:: MATERIAL SHOWN ::
-------------------------

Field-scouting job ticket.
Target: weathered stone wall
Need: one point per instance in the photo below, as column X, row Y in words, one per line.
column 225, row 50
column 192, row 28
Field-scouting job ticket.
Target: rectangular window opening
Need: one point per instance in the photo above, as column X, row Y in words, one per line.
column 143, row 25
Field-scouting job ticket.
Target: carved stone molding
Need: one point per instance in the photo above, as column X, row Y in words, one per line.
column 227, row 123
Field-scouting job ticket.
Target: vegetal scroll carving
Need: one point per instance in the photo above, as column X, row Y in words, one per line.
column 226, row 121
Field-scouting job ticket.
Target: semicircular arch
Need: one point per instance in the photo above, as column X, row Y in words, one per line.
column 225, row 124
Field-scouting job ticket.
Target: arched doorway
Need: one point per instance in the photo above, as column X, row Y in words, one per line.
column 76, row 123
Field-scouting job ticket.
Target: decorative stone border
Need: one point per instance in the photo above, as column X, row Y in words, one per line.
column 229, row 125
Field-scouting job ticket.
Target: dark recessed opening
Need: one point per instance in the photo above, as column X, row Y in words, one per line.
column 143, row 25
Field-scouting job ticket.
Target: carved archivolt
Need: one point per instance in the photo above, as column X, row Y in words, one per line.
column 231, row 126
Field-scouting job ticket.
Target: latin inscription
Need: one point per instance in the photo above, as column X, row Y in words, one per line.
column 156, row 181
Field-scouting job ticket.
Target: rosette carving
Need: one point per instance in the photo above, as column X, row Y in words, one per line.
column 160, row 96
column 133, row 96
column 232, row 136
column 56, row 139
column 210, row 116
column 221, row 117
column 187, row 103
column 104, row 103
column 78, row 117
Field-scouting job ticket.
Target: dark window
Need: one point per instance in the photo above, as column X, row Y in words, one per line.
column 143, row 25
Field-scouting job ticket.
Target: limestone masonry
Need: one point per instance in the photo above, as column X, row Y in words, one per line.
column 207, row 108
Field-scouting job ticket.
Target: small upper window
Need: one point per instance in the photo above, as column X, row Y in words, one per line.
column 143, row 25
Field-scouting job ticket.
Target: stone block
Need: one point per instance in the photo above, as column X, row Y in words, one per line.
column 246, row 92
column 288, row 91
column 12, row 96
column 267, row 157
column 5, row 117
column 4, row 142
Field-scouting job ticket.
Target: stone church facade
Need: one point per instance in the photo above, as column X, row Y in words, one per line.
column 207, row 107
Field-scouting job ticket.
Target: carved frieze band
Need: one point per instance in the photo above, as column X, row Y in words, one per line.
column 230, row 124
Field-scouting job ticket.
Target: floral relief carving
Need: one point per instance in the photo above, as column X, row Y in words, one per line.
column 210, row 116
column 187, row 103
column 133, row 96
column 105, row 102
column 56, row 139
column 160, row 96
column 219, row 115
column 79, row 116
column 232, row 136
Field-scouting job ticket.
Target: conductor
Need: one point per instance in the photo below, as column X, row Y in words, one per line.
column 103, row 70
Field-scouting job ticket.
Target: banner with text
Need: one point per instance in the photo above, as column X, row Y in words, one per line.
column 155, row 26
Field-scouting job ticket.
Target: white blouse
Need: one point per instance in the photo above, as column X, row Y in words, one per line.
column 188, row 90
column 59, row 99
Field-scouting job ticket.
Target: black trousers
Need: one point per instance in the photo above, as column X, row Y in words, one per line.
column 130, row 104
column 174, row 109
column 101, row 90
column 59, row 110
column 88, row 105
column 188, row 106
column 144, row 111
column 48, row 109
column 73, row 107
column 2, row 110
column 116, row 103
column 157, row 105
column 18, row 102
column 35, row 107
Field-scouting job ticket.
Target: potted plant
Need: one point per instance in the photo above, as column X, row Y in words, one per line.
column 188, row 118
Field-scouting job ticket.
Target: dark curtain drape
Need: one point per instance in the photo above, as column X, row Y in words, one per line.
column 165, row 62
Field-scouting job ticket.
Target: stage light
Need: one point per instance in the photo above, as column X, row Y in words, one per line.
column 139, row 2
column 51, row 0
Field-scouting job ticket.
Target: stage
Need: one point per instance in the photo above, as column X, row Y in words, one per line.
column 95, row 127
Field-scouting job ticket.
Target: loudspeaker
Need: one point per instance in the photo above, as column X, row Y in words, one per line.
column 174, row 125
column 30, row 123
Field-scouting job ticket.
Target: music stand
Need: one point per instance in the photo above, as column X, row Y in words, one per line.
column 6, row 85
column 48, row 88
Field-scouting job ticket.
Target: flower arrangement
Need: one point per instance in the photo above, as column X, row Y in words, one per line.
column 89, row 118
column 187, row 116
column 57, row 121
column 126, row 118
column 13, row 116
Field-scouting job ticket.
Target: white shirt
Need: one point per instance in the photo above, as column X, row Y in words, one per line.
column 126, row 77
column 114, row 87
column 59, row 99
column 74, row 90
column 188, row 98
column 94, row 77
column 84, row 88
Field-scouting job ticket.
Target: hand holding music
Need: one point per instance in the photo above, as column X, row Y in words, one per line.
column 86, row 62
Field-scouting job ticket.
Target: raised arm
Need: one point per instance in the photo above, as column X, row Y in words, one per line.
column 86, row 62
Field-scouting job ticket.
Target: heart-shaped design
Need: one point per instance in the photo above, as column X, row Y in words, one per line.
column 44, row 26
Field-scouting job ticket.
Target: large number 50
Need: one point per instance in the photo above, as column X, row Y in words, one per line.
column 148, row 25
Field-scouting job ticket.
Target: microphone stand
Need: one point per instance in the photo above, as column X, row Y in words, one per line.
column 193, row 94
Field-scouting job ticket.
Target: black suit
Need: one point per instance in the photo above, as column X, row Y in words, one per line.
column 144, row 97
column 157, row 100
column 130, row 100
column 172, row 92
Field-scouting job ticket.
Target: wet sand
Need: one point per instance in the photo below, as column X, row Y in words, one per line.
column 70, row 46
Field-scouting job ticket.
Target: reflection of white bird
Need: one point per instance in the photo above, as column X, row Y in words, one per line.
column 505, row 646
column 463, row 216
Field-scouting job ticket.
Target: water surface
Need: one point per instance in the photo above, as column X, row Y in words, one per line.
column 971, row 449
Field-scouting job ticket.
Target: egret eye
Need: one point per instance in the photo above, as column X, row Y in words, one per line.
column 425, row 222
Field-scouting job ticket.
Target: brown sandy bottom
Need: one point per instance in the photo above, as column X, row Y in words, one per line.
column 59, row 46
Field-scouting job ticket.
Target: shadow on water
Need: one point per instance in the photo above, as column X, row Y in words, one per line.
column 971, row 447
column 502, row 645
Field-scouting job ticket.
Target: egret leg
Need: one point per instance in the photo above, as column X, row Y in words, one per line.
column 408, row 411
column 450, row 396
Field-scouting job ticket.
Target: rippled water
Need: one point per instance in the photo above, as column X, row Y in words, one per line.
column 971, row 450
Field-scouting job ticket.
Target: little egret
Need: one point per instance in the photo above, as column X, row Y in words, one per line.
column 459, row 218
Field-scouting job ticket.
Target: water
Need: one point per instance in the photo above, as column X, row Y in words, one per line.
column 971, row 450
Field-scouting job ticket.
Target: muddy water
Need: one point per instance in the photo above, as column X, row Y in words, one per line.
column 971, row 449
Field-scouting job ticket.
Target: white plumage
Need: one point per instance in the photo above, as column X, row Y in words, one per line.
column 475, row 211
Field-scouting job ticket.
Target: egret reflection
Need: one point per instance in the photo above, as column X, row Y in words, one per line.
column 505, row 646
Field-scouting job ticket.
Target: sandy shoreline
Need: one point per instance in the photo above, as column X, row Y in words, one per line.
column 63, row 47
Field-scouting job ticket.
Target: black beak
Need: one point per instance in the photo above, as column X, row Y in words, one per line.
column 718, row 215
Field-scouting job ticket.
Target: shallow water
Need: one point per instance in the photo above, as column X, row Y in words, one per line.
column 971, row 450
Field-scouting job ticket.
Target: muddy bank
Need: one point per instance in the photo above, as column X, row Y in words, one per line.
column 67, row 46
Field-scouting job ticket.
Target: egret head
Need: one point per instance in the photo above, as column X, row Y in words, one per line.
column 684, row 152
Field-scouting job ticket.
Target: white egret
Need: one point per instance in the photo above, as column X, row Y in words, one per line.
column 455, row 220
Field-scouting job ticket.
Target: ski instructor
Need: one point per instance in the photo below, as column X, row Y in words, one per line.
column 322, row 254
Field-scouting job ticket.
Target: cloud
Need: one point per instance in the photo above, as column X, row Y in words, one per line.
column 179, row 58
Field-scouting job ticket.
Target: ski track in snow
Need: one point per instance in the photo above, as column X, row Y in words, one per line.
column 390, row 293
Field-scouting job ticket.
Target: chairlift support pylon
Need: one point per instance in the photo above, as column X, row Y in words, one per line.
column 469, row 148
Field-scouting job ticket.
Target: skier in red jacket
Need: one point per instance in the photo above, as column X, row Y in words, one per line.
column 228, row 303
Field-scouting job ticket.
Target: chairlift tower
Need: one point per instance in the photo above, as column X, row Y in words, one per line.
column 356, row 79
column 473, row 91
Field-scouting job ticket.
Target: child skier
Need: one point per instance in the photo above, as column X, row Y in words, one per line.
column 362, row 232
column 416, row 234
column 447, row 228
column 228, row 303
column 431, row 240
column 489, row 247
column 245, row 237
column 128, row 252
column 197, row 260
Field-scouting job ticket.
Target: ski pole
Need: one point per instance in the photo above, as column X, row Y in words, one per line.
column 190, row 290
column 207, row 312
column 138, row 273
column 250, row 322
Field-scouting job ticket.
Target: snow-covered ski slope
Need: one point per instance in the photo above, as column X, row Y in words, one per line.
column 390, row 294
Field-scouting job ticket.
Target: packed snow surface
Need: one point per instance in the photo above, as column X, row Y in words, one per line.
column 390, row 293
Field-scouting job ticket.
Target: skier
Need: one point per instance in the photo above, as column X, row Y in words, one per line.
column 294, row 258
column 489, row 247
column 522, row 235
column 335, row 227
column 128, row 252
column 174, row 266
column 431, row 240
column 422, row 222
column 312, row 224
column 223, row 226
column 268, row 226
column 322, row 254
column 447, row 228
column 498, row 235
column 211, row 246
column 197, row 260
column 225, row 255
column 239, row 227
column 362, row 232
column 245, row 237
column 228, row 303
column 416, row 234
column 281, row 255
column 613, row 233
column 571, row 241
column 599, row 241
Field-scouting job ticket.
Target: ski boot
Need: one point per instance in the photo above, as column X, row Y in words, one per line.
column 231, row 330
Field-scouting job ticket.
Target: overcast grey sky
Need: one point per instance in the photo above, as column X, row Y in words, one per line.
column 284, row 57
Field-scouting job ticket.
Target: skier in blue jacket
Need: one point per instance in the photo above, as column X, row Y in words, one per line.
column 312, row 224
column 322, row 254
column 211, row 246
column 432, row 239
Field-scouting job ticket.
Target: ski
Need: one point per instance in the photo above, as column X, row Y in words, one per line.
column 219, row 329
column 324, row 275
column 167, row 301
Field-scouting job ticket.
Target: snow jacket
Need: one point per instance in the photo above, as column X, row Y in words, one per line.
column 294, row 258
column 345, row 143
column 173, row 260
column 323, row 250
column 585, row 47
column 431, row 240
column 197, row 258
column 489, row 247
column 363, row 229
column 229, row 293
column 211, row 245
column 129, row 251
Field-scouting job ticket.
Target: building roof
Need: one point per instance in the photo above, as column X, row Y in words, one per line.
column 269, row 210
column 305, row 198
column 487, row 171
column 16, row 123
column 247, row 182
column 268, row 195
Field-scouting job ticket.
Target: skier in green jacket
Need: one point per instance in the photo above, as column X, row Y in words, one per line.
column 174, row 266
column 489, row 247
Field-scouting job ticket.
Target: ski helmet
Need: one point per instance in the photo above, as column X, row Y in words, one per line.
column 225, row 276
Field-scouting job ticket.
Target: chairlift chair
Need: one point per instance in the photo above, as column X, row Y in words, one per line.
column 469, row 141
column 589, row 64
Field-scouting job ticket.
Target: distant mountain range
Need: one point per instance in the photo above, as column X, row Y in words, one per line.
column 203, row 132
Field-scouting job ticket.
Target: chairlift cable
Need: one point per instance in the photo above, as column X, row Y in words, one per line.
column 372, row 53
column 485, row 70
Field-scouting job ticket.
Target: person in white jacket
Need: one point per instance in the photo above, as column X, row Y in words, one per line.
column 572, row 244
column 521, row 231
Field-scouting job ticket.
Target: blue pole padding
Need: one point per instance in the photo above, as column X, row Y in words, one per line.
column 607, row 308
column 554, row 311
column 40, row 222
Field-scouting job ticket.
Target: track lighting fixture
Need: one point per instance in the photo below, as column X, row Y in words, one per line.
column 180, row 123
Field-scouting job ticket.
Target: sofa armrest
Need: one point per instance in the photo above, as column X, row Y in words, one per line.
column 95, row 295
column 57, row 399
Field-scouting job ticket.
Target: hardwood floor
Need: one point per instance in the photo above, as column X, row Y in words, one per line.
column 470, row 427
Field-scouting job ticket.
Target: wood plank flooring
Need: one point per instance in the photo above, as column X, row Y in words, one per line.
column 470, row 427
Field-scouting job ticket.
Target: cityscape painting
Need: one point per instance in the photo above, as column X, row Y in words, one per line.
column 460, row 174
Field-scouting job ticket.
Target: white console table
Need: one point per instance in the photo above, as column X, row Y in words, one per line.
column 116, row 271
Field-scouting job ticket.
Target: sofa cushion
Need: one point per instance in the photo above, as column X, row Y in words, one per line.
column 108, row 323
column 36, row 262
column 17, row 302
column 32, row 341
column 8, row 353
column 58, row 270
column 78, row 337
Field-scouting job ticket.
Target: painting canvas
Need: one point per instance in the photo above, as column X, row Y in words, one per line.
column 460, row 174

-------------------------

:: GIVEN PROBLEM ::
Pull from the records every line containing the word "stand", and copy each one.

:: EXERCISE OUTPUT ::
Target: music stand
Target: microphone stand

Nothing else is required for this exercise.